[Stored data entries]
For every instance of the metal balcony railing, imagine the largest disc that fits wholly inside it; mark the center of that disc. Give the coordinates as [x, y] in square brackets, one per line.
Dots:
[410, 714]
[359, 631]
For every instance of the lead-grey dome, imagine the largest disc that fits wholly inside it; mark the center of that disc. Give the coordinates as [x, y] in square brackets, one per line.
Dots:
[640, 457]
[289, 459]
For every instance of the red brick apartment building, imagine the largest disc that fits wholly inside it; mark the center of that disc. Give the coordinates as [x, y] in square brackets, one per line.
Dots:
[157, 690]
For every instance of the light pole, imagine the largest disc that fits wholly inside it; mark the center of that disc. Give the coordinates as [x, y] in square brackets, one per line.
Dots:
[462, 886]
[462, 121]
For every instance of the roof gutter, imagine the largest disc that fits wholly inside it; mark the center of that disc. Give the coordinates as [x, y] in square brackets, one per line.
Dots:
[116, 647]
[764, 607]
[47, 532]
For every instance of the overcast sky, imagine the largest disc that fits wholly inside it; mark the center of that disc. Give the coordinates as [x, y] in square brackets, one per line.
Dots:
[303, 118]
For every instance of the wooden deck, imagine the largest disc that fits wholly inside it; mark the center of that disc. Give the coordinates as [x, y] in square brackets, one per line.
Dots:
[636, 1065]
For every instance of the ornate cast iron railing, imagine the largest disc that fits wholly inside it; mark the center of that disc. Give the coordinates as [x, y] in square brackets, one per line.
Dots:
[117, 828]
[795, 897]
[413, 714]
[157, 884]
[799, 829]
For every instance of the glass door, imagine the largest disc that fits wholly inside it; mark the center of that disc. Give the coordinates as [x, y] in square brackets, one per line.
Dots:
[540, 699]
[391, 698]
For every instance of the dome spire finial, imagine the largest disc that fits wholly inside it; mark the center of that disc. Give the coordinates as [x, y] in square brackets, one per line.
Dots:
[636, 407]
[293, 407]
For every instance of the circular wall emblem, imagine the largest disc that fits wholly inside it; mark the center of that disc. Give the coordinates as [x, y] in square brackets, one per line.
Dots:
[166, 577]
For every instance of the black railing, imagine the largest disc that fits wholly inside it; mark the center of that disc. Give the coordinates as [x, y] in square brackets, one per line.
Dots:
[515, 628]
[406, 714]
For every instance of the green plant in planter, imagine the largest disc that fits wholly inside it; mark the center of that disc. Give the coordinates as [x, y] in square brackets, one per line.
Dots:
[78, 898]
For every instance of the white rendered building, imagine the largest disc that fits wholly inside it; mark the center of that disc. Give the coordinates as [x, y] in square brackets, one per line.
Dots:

#### EXERCISE:
Reproduce, word for word, every line starting at the line that contains "For every instance of the green" and ending with the final line of the entries.

#### SOLVED PROBLEM:
For every instance of the green plant in planter, imagine the largest disc that fits wholly inside it; mark the center of that disc. Give the coordinates as [x, y] in square brackets, one per line.
Dots:
[78, 898]
For every instance of the white rendered building, imagine the largest disc that fits wholly inside it; mark the center of that disc. Give the coordinates as [x, y] in square brackets, one per line.
Dots:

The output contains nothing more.